Aim of the task → A full and exact copy of the listing that follows is needed.

Supplied records →
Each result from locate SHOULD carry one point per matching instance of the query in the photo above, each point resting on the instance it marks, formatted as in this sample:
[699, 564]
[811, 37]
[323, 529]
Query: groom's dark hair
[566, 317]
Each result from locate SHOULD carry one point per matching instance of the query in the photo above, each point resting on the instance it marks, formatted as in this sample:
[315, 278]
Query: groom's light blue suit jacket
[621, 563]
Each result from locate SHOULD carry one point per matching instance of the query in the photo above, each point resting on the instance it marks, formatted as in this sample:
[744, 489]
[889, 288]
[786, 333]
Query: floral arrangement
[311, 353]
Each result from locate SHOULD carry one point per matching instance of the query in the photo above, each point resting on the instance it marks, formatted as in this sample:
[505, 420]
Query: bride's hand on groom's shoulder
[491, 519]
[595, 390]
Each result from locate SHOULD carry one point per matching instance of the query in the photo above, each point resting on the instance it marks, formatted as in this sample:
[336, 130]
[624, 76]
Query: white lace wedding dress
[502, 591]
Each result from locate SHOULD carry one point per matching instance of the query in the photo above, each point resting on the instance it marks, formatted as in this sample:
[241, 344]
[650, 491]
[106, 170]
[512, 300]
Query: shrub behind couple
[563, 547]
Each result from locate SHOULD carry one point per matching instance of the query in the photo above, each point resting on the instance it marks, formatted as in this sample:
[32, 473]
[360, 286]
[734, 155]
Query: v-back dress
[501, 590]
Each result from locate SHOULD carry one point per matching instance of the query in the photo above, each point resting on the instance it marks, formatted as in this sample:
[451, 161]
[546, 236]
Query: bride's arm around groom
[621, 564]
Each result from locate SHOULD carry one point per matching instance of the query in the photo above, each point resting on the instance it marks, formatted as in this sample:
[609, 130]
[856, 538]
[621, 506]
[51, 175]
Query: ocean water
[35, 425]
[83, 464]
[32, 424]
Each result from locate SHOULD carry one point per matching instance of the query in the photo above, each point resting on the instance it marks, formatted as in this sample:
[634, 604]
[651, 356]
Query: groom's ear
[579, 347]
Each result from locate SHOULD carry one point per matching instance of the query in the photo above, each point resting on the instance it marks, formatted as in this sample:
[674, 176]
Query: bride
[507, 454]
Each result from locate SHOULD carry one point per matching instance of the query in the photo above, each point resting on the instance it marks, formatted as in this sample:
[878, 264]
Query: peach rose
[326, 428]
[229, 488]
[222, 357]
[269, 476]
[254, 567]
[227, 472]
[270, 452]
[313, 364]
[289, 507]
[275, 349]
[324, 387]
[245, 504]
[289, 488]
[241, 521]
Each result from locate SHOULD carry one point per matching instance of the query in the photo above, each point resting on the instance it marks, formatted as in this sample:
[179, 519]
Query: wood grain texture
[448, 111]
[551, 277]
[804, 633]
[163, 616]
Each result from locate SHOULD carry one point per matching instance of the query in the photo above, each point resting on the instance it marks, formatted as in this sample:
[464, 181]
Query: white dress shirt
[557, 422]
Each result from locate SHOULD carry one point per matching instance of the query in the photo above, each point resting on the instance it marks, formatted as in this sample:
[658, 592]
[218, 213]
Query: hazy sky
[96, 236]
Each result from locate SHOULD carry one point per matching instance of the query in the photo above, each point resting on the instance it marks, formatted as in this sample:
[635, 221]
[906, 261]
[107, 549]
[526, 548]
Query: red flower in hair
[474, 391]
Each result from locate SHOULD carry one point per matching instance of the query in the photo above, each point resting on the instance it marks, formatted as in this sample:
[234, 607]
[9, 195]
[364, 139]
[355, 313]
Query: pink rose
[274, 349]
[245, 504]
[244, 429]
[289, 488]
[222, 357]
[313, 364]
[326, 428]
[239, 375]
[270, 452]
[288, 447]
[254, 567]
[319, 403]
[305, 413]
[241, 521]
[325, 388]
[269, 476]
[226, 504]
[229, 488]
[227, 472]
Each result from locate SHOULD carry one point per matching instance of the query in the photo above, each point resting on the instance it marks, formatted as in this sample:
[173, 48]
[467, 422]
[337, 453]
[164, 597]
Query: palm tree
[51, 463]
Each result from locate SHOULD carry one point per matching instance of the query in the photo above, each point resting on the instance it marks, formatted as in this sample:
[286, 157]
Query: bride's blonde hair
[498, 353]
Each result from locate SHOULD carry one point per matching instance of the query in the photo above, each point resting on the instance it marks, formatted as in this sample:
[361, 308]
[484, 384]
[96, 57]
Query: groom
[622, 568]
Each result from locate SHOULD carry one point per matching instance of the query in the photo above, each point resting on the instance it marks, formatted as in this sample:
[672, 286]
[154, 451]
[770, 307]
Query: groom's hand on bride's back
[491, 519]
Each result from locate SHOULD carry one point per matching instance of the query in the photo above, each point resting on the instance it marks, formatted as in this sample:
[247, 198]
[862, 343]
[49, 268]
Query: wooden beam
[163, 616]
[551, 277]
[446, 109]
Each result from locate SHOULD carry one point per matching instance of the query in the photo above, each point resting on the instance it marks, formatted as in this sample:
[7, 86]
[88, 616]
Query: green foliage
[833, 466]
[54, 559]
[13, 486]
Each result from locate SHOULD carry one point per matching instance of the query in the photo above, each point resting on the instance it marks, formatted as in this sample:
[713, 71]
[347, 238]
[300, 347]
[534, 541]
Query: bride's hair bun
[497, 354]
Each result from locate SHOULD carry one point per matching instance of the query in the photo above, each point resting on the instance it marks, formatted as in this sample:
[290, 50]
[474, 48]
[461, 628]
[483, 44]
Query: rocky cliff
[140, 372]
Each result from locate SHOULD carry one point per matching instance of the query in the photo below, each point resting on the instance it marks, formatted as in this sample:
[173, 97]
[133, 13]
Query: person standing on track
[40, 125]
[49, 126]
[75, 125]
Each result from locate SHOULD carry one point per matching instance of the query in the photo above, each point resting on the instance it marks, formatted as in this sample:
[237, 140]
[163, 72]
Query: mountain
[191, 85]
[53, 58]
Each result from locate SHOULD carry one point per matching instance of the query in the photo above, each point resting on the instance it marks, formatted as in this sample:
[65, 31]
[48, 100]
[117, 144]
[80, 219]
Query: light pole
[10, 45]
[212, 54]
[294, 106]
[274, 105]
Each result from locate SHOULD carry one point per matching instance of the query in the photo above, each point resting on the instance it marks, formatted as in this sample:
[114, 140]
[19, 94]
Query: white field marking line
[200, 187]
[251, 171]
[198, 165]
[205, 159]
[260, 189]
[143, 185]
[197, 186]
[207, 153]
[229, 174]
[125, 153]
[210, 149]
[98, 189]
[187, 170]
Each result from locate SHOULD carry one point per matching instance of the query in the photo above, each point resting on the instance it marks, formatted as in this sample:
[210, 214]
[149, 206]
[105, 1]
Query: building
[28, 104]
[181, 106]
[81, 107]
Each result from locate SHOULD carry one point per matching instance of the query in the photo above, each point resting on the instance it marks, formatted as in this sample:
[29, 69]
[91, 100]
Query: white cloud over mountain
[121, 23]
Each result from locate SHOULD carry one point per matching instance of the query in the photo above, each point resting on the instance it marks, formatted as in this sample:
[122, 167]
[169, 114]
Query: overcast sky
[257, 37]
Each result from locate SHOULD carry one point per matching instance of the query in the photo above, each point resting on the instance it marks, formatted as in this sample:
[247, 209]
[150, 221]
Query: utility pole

Result for this task →
Each result from locate SHOULD carry one point per matching instance of the query in the photo above, each point resting on the instance it marks, formatted as in this sample:
[699, 564]
[811, 37]
[323, 529]
Query: groom's dark hair
[566, 317]
Each result from locate SHOULD carry one point per matching instance of the query in the photo above, each point resting on the instance it marks, formatted as in this sample:
[315, 278]
Query: groom's light blue suit jacket
[621, 563]
Each result from locate SHOULD carry one point per matching instance of the query in the photo above, each point resting on the instance it marks, formatted as in this sample:
[744, 489]
[889, 288]
[786, 333]
Query: floral arrangement
[311, 353]
Each result from locate SHOULD carry one point per matching instance of the query in the photo above, each point resting on the instance it marks, formatted as in this sample:
[505, 420]
Query: bride's hand on groom's shoulder
[491, 519]
[595, 390]
Each result from locate SHOULD carry one point per matching instance of the query in the photo above, each point resting on the instance it marks, formatted as in this sample:
[336, 130]
[624, 76]
Query: white lace wedding dress
[502, 591]
Each result from locate SHOULD carry one point per matching instance of the query in the photo above, each point resting on the instance it marks, formatted as in this sample:
[241, 344]
[650, 491]
[106, 170]
[512, 300]
Query: shrub behind couple
[563, 547]
Each result from locate SHOULD carry one point per matching instance of the query in the photo above, each point resting on the instance it marks, formatted as in this sample:
[32, 473]
[360, 286]
[734, 155]
Query: v-back dress
[501, 590]
Each result from locate SHOULD carry one point per matching instance of the query in the photo above, each point resting on the instance it marks, formatted as in this sample:
[451, 161]
[546, 236]
Query: bride's arm around groom
[621, 564]
Each result from locate SHOULD carry one point per matching instance of the query in the photo above, each point resting on the instance it marks, formatted as in this sample:
[609, 130]
[856, 538]
[621, 506]
[51, 175]
Query: ocean water
[35, 425]
[83, 464]
[32, 424]
Each result from locate SHOULD carry one point per matching instance of the query in the photo above, each point resting on the instance it marks, formatted as in this sample:
[634, 604]
[651, 356]
Query: groom's ear
[579, 347]
Each result from locate SHOULD carry one point per matching instance of the query in the photo above, each point resting on the instance it marks, formatted as in this sample:
[674, 176]
Query: bride
[507, 454]
Each result from locate SHOULD carry one point per matching instance of the query in the photo above, each point resting on the instance it marks, formatted as in this sample:
[878, 264]
Query: peach rose
[326, 428]
[229, 488]
[222, 357]
[269, 476]
[254, 567]
[227, 472]
[270, 452]
[313, 364]
[289, 507]
[275, 349]
[324, 387]
[245, 504]
[289, 488]
[241, 521]
Each result from locate SHOULD carry one point per matching instance of the query in the photo above, each point resting on the instance it marks, formatted as in this sample:
[179, 519]
Query: wood grain texture
[448, 111]
[551, 277]
[804, 633]
[163, 616]
Each result from locate SHOULD carry one point per matching instance of the query in the photo above, each point resting on the instance it marks, formatted as in this sample:
[464, 181]
Query: white dress shirt
[557, 422]
Each result from locate SHOULD carry one point per matching instance of the query in the photo above, each point resting on the instance it marks, formatted as in this sample:
[658, 592]
[218, 213]
Query: hazy sky
[96, 236]
Each result from locate SHOULD carry one point per matching instance of the query in the photo above, each point resting on the instance it marks, formatted as in this sample:
[635, 221]
[906, 261]
[107, 549]
[526, 548]
Query: red flower in hair
[474, 391]
Each result from locate SHOULD carry one point per matching instance of the query in the photo above, each point resting on the instance it marks, formatted as in this sample:
[234, 607]
[9, 195]
[364, 139]
[355, 313]
Query: pink rose
[274, 349]
[245, 504]
[244, 429]
[289, 488]
[222, 357]
[313, 364]
[326, 428]
[239, 375]
[270, 452]
[288, 447]
[254, 567]
[319, 403]
[305, 413]
[241, 521]
[325, 388]
[269, 476]
[226, 504]
[229, 488]
[227, 472]
Each result from locate SHOULD carry one point per matching instance of the query in the photo above, each point resting on the instance it marks, formatted as in this sample:
[173, 48]
[467, 422]
[337, 453]
[164, 597]
Query: palm tree
[51, 463]
Each result from locate SHOULD carry one point per matching instance of the query in the photo above, each point resting on the instance it marks, formatted as in this sample:
[286, 157]
Query: bride's blonde hair
[498, 353]
Each result from locate SHOULD carry one point per matching instance of the query in the photo above, each point resting on the instance it marks, formatted as in this sample:
[361, 308]
[484, 384]
[96, 57]
Query: groom
[622, 568]
Each result from locate SHOULD carry one point per matching instance of the query in the photo above, each point resting on the instance it marks, formatted as in this sample:
[672, 286]
[154, 451]
[770, 307]
Query: groom's hand on bride's back
[491, 519]
Each result from locate SHOULD carry one point per matching instance of the query in the photo above, each point resting on the instance it marks, formatted as in this sample:
[247, 198]
[862, 343]
[49, 268]
Query: wooden beam
[163, 616]
[551, 277]
[446, 109]
Each result from locate SHOULD carry one point per matching instance of the query in the photo above, each point resting on the instance it marks, formatted as in this sample:
[7, 86]
[88, 616]
Query: green foliage
[833, 466]
[54, 559]
[13, 486]
Each result from locate SHOULD carry one point per matching instance of the query in the photo above, each point resting on the instance it marks, formatted as in this sample:
[713, 71]
[347, 238]
[300, 347]
[534, 541]
Query: bride's hair bun
[497, 354]
Each result from locate SHOULD carry one point per matching instance of the query in the photo above, each point resting on the instance it marks, formatted as in this sample:
[290, 50]
[474, 48]
[461, 628]
[483, 44]
Query: rocky cliff
[140, 372]
Each result from locate SHOULD carry one point per matching instance of the query in the photo below, each point resting on the instance it marks, formatted as in this sample:
[173, 97]
[133, 13]
Query: person standing on track
[40, 125]
[49, 126]
[75, 125]
Each result from locate SHOULD carry one point per matching instance of the query in the photo above, each point resting on the instance it marks, formatted as in this sample:
[237, 140]
[163, 72]
Query: mountain
[191, 85]
[53, 58]
Each result from locate SHOULD carry one point per matching instance of the query in the photo above, each point resting on the instance it marks, formatted as in this sample:
[65, 31]
[48, 100]
[117, 144]
[80, 219]
Query: light pole
[10, 45]
[212, 54]
[294, 106]
[274, 105]
Each result from locate SHOULD carry one point per matching instance of the query in the photo above, each point resting on the instance it marks, formatted as in this sample:
[114, 140]
[19, 94]
Query: white field marking line
[200, 187]
[251, 171]
[198, 165]
[205, 159]
[260, 189]
[143, 185]
[197, 186]
[207, 153]
[229, 174]
[125, 153]
[210, 149]
[98, 189]
[187, 170]
Each result from locate SHOULD carry one point per matching instance of the query in the photo above, each point resting on the instance it marks, formatted as in this sample:
[210, 214]
[149, 206]
[105, 1]
Query: building
[28, 104]
[181, 106]
[81, 107]
Each result from locate SHOULD carry one point per matching instance of the query in the photo above, each point resting on the instance it marks, formatted as in this sample:
[29, 69]
[91, 100]
Query: white cloud over mountain
[121, 23]
Each result from locate SHOULD carry one point per matching instance of the query in the photo above, each point resting on the instance it marks, formatted as in this sample:
[122, 167]
[169, 114]
Query: overcast sky
[257, 37]
Each result from locate SHOULD carry one point per matching instance of the query in the photo above, each point resting on the instance it marks, formatted as in this sample:
[247, 209]
[150, 221]
Query: utility pole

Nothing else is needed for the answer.